閱讀文本:
━━━━━━━━━━

梵谷的《好撒瑪利亞人》(1890) 余欣穎
  梵谷在成為畫家前,決定一生的道路要奉獻給信仰,獻身作傳道後,他卻不接受當時荷蘭教會體制的安排,反倒自己在博里納日的礦區,和礦工們生活在一起,這種特立獨行的行徑,不被當時的教會接納。幾次和牧師們的衝突,梵谷發現他無法漠視周遭的人,也無法澆熄對繪畫的喜愛,便決定把自己奉獻給藝術。

  梵谷是個自學型的天才畫家,從二十七歲決定獻身藝術,到三十七歲過世。奉獻藝術的時間不過整整十年,卻創作了好幾百幅的素描、水彩與油畫。梵谷早期的繪畫,受到米勒人道精神的啟發,特別關注中下階層的生活。他透過繪畫,呈現農人和礦工置身社會底層的處境。當他在1885年畫下〈聖經與燭台〉,兩枝熄滅蠟 燭的象徵,一方面宣告他父親的死,另一方面控訴教會沒有成為教會,明顯透露出他對教會的失望。雖然梵谷出生牧師家庭,從小對基督信仰的耳濡目染,他卻鮮少以宗教畫作為創作的題材。一直到梵谷生命的晚期,才出現了幾幅宗教畫。

━━━━━━━━━━

練習任務:
#1 請將梵谷一文中以含有「梵谷的《好撒瑪利亞人》(1890) 余欣穎」的字句開頭、至「愛,便決定把自己奉獻給藝術。」結束的段落重新寫出，並把其中的「傳道」改為「宣教」。
#2 根據梵谷一文，梵谷於1885年畫下的哪一幅作品以兩枝熄滅的蠟燭作為象徵？

項目清單:
━━━━━━━━━━

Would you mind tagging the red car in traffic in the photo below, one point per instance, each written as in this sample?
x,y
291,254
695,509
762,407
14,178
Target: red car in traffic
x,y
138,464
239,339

━━━━━━━━━━

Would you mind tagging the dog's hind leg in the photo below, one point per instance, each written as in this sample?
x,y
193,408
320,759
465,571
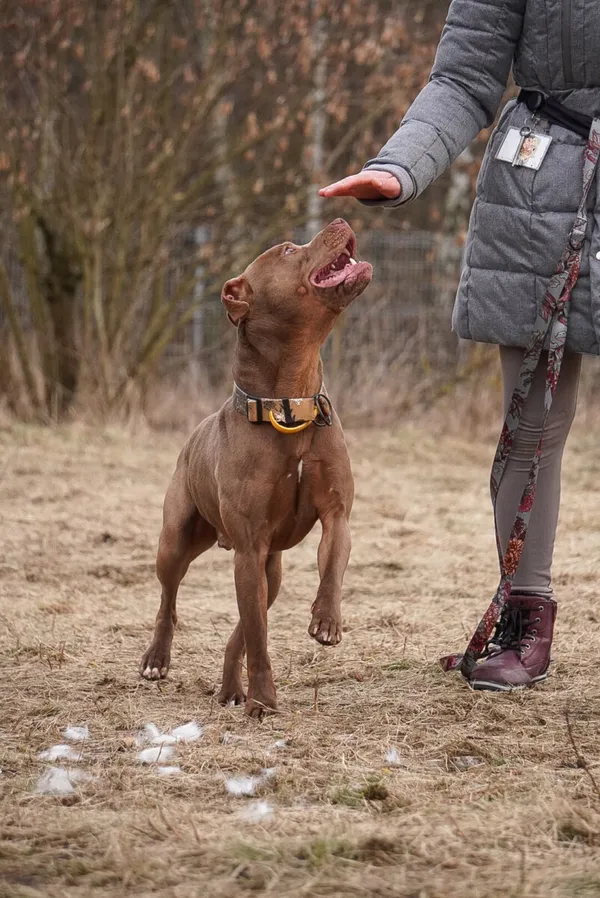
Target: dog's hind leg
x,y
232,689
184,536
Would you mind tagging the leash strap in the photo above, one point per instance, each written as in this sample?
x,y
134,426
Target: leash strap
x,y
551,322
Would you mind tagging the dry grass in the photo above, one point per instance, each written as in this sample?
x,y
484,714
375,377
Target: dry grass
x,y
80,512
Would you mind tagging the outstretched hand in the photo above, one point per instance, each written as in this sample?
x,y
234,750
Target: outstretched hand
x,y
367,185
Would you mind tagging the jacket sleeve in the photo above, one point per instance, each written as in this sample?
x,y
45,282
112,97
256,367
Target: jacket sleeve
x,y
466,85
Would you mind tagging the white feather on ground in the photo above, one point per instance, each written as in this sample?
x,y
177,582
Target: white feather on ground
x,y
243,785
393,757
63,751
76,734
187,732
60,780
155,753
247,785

━━━━━━━━━━

依序解答:
#1
梵谷的《好撒瑪利亞人》(1890) 余欣穎
  梵谷在成為畫家前,決定一生的道路要奉獻給信仰,獻身作宣教後,他卻不接受當時荷蘭教會體制的安排,反倒自己在博里納日的礦區,和礦工們生活在一起,這種特立獨行的行徑,不被當時的教會接納。幾次和牧師們的衝突,梵谷發現他無法漠視周遭的人,也無法澆熄對繪畫的喜愛,便決定把自己奉獻給藝術。

#2 〈聖經與燭台〉。